* _Selected text_
··········
While I edit and standardise some files I thought I’d also share some of why I decided on a mantua over a francaise: The Blue second Managers gown from Phantom of the Opera.
The 1870s had a heady mix of 18th century inspiration. Right across the Baroque to Rococo.
So there are times where self fabric or matched colour trimmings mimic or reference the latter part of the century, so too are there times the mantua is a clear inspiration.
This is especially true for the late 1870s as the waist dropped a little, and the bodice hem dropped further. The entire style was narrow, with a focus on the tablier (front of skirt panel) and a looped back train.
It’s possible to consider pannier style drapery as the extension of the front of the mantua robe, and the water fall as the back of the robe. The apron drapery can even be brought in separately though usually these seem to be of a different material.
I am quite enjoying the fact that my mantua can be used to illustrate the similarities and differences in cut and fit and in construction as I used my library of patterns for both my own Blue dress and Mantua.
My progress has gotten to the “piece very chunky silver lace into an invisible join” stage of my own Mantua, so to let my mind work in the background on that I’m using the front of my mind to look at my inspiration garments.
··········
Location labeling records:
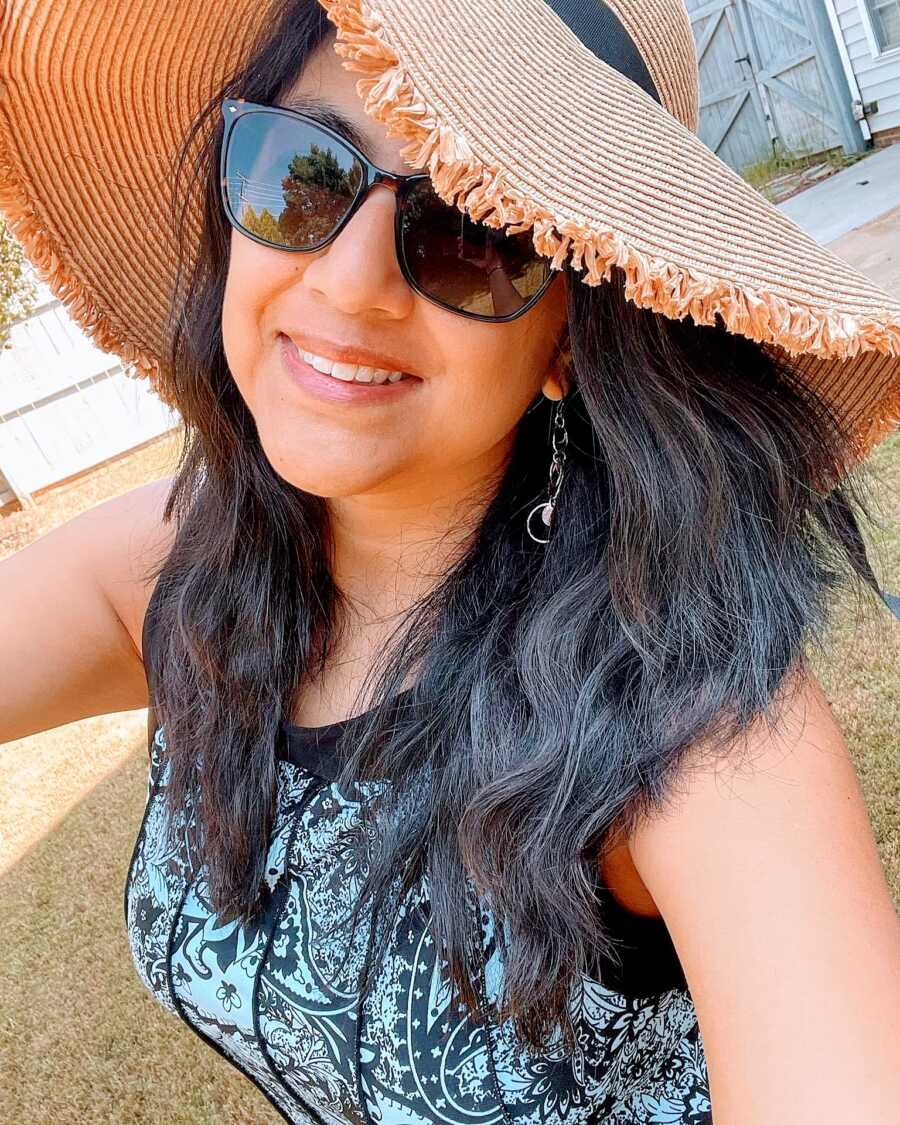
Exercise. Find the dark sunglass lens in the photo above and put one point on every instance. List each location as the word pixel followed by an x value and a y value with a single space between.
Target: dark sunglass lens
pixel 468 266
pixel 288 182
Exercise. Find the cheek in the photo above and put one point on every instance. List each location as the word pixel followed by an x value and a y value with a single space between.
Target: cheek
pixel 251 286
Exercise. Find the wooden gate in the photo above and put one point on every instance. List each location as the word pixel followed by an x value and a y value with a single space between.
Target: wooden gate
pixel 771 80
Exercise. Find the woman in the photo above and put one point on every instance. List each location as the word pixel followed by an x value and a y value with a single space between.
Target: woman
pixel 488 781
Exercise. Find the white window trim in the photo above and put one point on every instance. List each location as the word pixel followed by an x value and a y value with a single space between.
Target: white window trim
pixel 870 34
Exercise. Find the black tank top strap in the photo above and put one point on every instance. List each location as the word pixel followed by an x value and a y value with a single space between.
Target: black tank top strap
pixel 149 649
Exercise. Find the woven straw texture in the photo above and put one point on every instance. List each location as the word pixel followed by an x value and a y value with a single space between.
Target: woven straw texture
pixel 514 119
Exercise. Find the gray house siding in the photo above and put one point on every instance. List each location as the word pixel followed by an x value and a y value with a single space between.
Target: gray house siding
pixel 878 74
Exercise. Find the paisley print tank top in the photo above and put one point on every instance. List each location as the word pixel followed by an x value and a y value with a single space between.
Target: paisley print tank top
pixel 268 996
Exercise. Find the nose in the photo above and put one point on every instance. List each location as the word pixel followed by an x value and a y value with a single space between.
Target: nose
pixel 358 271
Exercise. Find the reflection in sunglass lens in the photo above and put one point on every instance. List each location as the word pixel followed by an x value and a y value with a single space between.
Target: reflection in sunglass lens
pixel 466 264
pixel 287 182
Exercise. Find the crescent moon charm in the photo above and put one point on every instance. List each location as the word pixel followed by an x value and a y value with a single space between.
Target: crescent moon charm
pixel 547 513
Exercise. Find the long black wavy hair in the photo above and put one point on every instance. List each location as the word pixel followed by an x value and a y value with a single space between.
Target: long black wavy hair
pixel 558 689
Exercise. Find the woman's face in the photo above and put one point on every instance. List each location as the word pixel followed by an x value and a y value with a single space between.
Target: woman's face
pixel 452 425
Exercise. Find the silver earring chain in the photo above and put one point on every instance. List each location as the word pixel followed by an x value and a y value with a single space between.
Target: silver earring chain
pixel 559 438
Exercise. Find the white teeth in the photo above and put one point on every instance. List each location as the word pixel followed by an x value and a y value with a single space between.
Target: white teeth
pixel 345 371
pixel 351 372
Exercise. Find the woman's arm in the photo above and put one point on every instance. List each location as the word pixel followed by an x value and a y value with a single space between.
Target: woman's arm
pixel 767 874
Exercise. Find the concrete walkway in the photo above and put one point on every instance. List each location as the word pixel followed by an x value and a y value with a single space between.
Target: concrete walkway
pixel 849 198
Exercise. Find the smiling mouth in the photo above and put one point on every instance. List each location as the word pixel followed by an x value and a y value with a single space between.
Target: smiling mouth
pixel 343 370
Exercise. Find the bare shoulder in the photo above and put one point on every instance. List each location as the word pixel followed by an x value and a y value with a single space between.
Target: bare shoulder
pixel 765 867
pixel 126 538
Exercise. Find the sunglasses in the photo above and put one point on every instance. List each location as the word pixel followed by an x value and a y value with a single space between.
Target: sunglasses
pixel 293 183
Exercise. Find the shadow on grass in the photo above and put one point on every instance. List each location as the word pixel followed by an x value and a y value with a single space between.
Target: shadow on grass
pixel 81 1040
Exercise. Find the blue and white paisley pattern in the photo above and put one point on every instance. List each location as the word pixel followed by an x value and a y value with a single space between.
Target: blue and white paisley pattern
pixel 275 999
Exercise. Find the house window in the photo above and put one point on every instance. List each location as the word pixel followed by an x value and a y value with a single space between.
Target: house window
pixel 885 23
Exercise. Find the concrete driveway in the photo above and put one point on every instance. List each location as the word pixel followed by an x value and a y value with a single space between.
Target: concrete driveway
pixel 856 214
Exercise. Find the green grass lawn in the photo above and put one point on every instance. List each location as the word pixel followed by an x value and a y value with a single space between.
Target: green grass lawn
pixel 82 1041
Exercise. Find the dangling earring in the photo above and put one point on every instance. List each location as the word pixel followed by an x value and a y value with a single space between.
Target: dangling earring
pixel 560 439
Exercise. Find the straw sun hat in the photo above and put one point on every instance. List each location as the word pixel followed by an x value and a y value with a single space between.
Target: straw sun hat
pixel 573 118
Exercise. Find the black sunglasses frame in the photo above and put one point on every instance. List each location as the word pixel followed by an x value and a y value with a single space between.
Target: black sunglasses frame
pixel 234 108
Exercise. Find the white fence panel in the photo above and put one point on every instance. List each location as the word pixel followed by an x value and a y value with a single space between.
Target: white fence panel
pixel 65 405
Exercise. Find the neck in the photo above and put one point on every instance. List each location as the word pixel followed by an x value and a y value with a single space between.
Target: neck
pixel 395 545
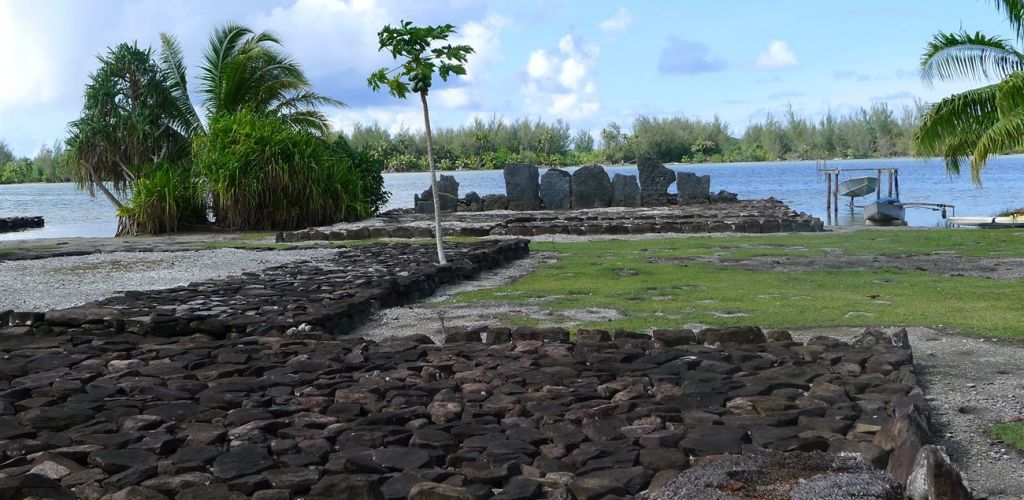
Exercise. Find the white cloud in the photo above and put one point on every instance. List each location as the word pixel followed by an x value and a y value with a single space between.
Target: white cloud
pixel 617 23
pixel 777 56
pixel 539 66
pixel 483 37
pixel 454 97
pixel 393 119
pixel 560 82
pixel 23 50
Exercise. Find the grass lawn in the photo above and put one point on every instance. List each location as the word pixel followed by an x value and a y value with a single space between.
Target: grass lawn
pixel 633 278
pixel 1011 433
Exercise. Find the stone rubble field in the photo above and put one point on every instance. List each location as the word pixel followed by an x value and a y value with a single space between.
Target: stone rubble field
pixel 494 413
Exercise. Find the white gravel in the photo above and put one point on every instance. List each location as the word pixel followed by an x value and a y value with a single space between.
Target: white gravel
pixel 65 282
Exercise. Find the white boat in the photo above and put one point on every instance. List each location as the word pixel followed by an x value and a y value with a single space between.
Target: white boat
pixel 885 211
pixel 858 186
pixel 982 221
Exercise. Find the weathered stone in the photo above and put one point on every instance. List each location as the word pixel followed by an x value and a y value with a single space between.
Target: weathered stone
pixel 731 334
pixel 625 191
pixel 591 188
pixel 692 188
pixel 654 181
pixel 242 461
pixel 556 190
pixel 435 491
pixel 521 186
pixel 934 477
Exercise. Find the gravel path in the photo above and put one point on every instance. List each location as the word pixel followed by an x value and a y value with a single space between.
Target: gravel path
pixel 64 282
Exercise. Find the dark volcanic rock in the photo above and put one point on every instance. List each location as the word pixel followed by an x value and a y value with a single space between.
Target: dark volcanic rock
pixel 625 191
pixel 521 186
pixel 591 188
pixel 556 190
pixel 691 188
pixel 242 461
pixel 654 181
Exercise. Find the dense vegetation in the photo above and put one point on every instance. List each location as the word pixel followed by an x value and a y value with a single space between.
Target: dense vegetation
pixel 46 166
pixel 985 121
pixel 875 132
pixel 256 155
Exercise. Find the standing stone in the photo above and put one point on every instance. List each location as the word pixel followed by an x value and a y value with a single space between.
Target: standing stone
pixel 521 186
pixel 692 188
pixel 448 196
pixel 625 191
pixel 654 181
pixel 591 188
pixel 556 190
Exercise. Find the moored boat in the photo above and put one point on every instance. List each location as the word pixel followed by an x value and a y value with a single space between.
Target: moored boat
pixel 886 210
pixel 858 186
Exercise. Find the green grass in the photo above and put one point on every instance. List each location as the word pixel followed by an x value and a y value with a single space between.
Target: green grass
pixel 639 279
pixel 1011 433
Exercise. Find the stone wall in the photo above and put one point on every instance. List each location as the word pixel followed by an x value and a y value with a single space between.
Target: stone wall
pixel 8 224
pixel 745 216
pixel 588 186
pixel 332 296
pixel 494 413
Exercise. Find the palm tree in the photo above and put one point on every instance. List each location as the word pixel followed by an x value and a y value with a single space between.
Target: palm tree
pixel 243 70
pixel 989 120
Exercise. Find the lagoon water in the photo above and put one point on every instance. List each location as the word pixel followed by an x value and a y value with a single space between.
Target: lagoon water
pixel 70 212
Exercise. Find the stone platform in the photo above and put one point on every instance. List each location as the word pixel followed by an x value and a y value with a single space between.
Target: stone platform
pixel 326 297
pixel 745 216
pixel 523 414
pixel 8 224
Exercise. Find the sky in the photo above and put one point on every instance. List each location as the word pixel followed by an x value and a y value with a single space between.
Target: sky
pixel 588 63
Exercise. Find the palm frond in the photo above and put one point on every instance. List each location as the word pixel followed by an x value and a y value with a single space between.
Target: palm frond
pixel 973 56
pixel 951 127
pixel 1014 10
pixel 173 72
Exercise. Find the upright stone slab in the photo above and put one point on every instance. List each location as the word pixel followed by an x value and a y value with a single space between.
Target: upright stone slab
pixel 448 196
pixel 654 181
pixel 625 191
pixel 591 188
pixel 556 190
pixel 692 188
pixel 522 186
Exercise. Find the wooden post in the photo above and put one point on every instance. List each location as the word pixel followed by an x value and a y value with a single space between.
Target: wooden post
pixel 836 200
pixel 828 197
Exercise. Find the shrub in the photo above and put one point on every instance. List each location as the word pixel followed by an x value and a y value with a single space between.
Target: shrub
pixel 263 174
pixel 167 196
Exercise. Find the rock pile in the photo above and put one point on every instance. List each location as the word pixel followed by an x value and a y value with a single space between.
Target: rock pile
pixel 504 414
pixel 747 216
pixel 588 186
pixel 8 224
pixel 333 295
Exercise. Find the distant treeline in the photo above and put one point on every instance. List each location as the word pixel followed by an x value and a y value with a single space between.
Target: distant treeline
··········
* _Directives_
1) In the mantua text, what does "tablier" refer to?
2) Repeat the passage of the mantua text starting at "While I edit" and ending at "looped back train.".

* _Written responses_
1) The front of the skirt panel.

2)
While I edit and standardise some files I thought I’d also share some of why I decided on a mantua over a francaise: The Blue second Managers gown from Phantom of the Opera.
The 1870s had a heady mix of 18th century inspiration. Right across the Baroque to Rococo.
So there are times where self fabric or matched colour trimmings mimic or reference the latter part of the century, so too are there times the mantua is a clear inspiration.
This is especially true for the late 1870s as the waist dropped a little, and the bodice hem dropped further. The entire style was narrow, with a focus on the tablier (front of skirt panel) and a looped back train.